Stated goal: Pick out each line below that contains the word "pink". Case counts.

Record set:
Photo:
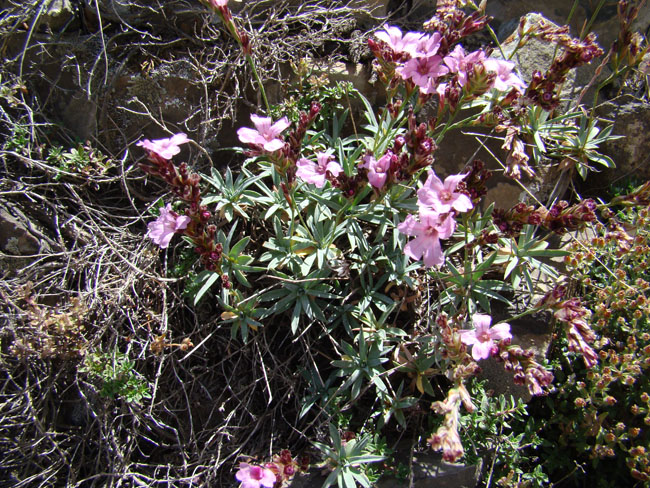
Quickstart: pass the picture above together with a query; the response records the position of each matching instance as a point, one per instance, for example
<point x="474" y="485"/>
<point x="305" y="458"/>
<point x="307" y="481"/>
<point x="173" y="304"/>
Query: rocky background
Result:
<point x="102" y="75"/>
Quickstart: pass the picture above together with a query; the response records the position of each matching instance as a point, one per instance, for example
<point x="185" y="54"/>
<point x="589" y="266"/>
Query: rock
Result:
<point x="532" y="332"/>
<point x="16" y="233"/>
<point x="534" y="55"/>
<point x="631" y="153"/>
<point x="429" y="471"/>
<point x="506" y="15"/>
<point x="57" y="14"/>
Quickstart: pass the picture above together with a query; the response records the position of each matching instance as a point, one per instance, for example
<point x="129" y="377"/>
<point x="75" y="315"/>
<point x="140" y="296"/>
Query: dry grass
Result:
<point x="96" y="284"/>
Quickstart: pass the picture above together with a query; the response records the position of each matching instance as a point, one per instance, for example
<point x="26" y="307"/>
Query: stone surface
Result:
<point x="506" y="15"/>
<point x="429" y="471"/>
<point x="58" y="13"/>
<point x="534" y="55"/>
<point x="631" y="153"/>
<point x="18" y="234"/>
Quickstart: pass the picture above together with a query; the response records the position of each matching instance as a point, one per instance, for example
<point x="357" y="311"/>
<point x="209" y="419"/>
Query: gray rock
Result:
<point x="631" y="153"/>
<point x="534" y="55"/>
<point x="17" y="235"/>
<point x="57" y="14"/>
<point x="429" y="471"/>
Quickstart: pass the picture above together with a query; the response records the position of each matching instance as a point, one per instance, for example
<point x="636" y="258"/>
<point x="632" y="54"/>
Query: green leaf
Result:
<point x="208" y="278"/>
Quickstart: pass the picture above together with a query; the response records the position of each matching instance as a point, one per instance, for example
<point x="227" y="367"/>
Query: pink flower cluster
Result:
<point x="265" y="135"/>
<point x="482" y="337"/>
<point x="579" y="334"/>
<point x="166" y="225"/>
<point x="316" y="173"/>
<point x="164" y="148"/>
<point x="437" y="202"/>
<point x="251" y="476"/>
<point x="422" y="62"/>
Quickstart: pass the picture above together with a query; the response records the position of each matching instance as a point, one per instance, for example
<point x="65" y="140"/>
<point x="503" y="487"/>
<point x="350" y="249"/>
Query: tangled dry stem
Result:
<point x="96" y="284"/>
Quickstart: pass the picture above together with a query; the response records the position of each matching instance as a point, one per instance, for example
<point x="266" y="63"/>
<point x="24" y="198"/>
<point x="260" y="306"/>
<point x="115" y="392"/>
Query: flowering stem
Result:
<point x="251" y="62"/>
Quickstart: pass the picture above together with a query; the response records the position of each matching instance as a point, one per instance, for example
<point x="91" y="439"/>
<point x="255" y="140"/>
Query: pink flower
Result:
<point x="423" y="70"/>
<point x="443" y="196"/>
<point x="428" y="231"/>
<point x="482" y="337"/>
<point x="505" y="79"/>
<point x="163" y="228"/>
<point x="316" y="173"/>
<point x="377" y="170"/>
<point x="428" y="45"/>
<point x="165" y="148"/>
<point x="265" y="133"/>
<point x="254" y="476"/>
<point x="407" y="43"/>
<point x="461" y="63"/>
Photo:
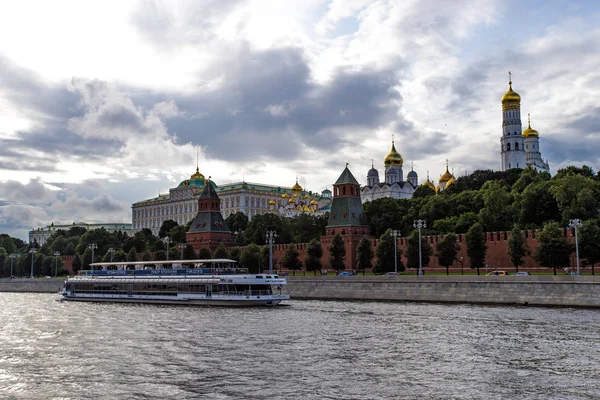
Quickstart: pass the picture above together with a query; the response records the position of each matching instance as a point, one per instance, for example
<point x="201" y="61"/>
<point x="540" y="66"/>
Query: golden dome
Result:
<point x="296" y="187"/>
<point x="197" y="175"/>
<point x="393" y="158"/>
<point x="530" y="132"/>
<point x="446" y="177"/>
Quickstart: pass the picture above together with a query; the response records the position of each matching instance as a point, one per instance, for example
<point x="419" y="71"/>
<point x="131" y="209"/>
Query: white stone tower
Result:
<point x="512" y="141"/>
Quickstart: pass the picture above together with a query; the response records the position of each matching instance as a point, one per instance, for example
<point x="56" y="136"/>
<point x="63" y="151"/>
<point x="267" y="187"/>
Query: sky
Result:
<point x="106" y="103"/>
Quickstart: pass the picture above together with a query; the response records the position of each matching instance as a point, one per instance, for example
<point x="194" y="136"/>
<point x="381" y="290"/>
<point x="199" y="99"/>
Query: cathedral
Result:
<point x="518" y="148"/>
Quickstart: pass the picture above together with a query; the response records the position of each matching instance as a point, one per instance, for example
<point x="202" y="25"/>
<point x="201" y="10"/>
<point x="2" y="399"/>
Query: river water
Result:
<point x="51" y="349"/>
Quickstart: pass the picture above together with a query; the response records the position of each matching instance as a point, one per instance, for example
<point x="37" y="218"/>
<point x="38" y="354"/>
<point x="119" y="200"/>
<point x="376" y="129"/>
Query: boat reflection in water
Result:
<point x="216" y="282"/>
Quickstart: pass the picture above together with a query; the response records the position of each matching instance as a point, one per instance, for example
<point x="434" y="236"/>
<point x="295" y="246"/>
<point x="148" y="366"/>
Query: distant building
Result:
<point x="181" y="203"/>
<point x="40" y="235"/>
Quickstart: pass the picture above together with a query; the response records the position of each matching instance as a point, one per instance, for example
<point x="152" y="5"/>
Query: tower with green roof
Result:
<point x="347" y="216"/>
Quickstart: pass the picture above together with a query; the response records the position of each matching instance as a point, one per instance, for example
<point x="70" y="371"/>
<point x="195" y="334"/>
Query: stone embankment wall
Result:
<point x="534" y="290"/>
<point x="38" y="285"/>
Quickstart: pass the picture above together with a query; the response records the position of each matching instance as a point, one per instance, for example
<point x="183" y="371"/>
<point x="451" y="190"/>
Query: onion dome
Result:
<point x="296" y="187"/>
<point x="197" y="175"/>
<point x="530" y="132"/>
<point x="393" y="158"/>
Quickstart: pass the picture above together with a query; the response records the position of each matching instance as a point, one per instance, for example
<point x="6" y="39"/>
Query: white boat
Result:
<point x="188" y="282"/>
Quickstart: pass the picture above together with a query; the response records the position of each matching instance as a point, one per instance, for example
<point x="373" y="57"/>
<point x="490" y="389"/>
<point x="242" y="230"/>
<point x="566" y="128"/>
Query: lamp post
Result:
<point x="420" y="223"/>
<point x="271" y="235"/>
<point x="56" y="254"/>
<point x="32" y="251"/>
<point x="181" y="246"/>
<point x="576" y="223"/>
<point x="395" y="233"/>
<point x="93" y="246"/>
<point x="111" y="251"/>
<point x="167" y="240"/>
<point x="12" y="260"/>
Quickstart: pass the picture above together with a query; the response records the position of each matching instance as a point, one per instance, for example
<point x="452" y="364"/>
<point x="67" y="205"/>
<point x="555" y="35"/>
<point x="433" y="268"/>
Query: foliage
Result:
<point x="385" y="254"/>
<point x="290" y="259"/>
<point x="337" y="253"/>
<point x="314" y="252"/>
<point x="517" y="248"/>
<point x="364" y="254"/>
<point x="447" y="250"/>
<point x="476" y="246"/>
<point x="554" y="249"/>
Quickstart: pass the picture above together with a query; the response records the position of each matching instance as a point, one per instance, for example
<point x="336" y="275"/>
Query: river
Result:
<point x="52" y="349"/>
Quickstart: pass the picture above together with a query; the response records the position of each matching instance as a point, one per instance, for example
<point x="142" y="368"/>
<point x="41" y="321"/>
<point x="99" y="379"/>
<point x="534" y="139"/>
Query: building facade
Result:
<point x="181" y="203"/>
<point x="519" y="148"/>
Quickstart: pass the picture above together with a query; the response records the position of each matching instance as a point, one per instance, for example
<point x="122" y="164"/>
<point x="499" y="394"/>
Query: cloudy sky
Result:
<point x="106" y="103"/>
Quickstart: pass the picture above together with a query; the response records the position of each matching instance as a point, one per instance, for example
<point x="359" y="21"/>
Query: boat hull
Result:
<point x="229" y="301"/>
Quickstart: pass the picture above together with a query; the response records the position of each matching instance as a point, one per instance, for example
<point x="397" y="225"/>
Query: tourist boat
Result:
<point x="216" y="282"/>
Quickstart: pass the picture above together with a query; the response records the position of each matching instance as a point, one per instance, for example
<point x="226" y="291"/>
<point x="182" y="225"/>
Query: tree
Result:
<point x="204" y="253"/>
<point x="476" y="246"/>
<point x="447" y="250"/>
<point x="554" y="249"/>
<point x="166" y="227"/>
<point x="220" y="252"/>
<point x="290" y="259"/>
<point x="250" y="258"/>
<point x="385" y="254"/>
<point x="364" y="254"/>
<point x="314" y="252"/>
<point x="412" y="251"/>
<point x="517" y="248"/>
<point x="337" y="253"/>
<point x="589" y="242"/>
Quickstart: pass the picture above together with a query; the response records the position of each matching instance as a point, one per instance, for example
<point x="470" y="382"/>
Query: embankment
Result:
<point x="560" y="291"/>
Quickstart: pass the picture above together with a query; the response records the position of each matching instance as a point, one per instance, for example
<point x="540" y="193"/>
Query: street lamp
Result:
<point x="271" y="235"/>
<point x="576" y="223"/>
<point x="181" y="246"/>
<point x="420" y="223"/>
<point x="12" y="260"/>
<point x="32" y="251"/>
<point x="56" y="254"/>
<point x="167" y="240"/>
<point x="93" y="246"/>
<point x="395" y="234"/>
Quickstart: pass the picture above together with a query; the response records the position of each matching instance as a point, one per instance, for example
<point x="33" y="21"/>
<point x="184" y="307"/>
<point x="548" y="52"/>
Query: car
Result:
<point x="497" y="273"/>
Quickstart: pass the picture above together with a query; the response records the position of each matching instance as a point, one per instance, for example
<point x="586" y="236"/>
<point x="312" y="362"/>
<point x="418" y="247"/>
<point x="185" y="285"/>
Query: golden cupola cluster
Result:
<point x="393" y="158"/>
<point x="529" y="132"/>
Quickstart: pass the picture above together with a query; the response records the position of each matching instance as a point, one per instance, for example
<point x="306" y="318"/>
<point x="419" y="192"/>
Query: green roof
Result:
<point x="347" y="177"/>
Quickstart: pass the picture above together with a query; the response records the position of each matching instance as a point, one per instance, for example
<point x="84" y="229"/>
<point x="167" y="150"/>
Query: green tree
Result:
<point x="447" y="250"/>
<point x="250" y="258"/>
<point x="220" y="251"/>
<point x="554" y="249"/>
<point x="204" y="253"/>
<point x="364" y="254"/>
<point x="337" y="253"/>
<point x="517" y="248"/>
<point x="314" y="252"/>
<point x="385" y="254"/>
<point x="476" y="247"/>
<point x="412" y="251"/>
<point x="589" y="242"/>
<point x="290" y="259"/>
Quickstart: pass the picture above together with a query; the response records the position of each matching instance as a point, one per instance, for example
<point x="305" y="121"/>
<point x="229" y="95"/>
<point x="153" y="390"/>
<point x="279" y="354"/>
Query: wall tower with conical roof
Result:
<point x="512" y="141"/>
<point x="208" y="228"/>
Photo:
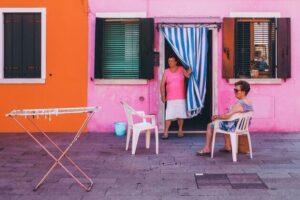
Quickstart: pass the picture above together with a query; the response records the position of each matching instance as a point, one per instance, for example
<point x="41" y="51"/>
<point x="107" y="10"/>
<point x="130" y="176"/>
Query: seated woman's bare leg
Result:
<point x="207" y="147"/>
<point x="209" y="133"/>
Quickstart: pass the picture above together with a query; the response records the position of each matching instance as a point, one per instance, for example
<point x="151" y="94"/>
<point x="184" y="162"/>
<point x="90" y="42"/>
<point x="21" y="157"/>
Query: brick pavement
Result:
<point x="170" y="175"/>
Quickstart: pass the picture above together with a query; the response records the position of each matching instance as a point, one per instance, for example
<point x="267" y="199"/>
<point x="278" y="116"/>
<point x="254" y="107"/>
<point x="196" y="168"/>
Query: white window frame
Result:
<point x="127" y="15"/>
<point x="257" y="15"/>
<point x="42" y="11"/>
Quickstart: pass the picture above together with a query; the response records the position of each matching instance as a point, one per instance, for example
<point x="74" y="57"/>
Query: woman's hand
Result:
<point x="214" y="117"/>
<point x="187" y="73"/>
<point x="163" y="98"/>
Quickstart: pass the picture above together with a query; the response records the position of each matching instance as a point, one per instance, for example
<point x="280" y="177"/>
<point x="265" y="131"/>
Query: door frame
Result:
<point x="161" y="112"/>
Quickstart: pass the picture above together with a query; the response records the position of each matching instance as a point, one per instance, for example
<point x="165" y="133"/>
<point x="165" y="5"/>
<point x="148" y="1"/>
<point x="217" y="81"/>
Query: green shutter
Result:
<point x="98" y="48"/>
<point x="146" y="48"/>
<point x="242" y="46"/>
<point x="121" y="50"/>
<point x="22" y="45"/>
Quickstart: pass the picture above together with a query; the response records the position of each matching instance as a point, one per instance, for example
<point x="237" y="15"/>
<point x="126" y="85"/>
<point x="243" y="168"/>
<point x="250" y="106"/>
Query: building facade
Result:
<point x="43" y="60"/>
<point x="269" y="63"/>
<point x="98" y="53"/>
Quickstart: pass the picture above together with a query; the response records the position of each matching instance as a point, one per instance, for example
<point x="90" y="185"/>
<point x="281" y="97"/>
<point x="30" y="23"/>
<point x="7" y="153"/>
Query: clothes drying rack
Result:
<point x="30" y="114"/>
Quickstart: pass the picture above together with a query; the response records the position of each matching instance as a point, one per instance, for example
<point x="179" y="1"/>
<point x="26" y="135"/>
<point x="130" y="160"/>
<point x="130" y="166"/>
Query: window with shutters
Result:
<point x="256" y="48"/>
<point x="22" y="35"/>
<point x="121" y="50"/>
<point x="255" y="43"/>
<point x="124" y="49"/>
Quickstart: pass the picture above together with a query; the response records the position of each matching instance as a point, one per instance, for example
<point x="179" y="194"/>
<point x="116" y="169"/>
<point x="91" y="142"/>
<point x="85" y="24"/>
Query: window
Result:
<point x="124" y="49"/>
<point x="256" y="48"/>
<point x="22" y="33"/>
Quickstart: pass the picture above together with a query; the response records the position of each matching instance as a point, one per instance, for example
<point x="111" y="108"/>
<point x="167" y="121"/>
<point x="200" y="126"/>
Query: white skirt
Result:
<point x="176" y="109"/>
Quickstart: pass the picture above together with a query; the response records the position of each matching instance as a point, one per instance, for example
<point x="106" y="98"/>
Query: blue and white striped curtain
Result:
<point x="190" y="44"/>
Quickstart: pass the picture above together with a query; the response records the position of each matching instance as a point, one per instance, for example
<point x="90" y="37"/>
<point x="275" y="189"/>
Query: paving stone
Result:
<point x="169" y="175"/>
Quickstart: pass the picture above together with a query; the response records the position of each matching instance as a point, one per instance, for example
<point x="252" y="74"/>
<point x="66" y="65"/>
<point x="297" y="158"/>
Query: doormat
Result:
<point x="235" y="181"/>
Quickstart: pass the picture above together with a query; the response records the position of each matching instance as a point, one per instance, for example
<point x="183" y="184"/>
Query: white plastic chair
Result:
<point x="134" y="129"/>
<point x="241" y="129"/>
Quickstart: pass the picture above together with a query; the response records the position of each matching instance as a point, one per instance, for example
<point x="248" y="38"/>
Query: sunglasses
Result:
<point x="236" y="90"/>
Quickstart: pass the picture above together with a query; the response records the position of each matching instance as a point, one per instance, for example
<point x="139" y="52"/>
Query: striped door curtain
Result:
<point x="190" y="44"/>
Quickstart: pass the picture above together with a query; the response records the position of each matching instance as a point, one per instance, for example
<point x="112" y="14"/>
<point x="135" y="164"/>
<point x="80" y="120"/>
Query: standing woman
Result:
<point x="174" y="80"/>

Full output:
Query: pink flower cluster
Query: pink flower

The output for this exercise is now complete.